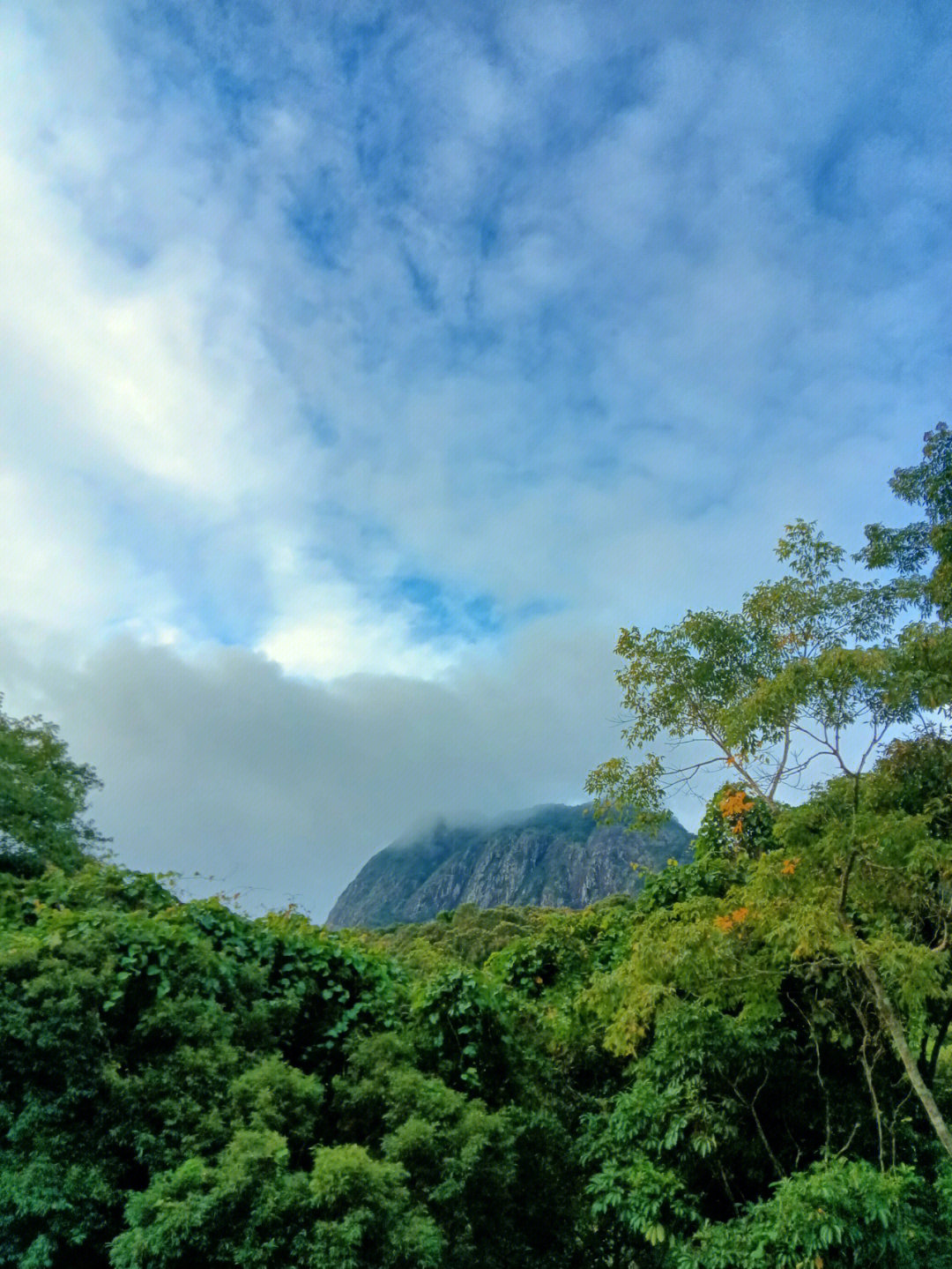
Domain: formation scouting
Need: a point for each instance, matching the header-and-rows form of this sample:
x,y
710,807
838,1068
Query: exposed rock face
x,y
550,857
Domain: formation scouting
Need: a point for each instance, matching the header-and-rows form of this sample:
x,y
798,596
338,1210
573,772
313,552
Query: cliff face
x,y
550,857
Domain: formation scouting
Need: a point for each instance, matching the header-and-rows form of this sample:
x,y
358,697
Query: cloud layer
x,y
365,369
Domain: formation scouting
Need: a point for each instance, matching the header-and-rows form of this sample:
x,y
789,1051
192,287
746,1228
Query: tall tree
x,y
43,798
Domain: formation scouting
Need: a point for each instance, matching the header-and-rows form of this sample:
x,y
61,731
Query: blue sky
x,y
368,366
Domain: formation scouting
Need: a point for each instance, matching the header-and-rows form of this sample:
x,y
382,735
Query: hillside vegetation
x,y
747,1064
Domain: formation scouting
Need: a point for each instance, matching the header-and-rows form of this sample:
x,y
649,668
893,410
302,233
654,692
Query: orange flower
x,y
735,803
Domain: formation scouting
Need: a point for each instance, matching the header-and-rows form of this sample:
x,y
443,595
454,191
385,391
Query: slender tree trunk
x,y
893,1024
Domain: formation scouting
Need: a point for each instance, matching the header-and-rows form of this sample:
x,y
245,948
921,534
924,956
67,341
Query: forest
x,y
747,1064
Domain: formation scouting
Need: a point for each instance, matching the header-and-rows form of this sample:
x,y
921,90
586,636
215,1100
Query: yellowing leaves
x,y
735,803
725,924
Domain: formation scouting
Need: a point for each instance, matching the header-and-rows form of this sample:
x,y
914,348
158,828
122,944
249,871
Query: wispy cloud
x,y
376,338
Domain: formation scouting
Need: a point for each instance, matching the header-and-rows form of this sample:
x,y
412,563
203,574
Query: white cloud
x,y
572,312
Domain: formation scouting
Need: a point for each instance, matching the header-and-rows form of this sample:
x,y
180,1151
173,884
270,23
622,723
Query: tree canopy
x,y
747,1064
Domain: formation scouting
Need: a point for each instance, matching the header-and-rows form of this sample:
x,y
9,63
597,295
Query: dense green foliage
x,y
747,1064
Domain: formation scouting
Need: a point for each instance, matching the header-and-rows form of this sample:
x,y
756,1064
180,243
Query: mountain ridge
x,y
552,855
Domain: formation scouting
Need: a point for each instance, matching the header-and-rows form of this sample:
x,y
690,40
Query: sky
x,y
365,367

------------------------------------------------------------------------

Aim of the task – Without the pictures, print the whole listing exactly as given.

The reply –
Domain: formation scouting
Need: a point for each instance, matching the header-and-rows form of this sample:
x,y
710,807
838,1068
Query: exposed rock face
x,y
550,857
Domain: formation scouting
Need: a point for each instance, matching the header-and-rows form of this sample:
x,y
798,596
338,1210
573,772
313,552
Query: cliff face
x,y
550,857
Domain: formation scouting
Need: a point for each instance, matching the header-and-rows form of this sample:
x,y
358,697
Query: cloud layer
x,y
365,369
Domain: formation scouting
Need: a point for each instance, matching the header-and-rows form of this sample:
x,y
789,1051
192,287
746,1228
Query: tall tree
x,y
43,798
Domain: formation scouting
Need: a point for each instance, matching the header-and-rows form of this sample:
x,y
61,731
Query: blue sky
x,y
368,366
Domain: formation scouting
Need: a point for each instance, matching the header-and-rows form of this sample:
x,y
382,735
Query: hillside vegetation
x,y
747,1064
Domain: formation scouting
Need: a point for each instance, matching the header-and-rows form of this sample:
x,y
649,668
893,410
302,233
654,692
Query: orange flower
x,y
735,803
Domain: formation scouting
Need: a point for each instance, matching the header-and-rows form of this sample:
x,y
443,595
454,191
385,391
Query: slender tree trunk
x,y
893,1024
Domain: formation scouting
Need: a point for each instance, matching the header-and-rows form of this sample:
x,y
245,948
921,534
924,956
67,341
Query: forest
x,y
747,1064
Domain: formation scouting
Need: a point for each instance, matching the header-and-rows form of this sample:
x,y
921,90
586,636
215,1100
Query: yellowing leaves
x,y
735,803
725,924
Domain: formation scouting
Need: a point for each instance, matching the header-and-rows form of this sample:
x,y
914,348
158,828
122,944
249,871
Query: wispy cloud
x,y
376,338
Domain: formation scouting
Need: a point for each instance, matching the header-and-rows form of this sample:
x,y
412,563
203,574
Query: white cloud
x,y
572,312
Domain: formation scouting
Need: a point for each instance, matching the header-and-rows form of this sample:
x,y
180,1151
173,884
270,23
622,723
Query: tree canopy
x,y
747,1064
Domain: formation scouting
Need: a point for each instance, matching the header-and-rows form of this sample:
x,y
9,63
597,295
Query: dense green foliage
x,y
747,1064
Domain: formation scouting
Need: a point for each instance, matching the header-and-rows form of this sample:
x,y
756,1064
180,243
Query: mountain ridge
x,y
552,855
Domain: formation scouting
Need: a point for each instance, matching the header-and-rows form of this sample:
x,y
690,40
Query: sky
x,y
365,367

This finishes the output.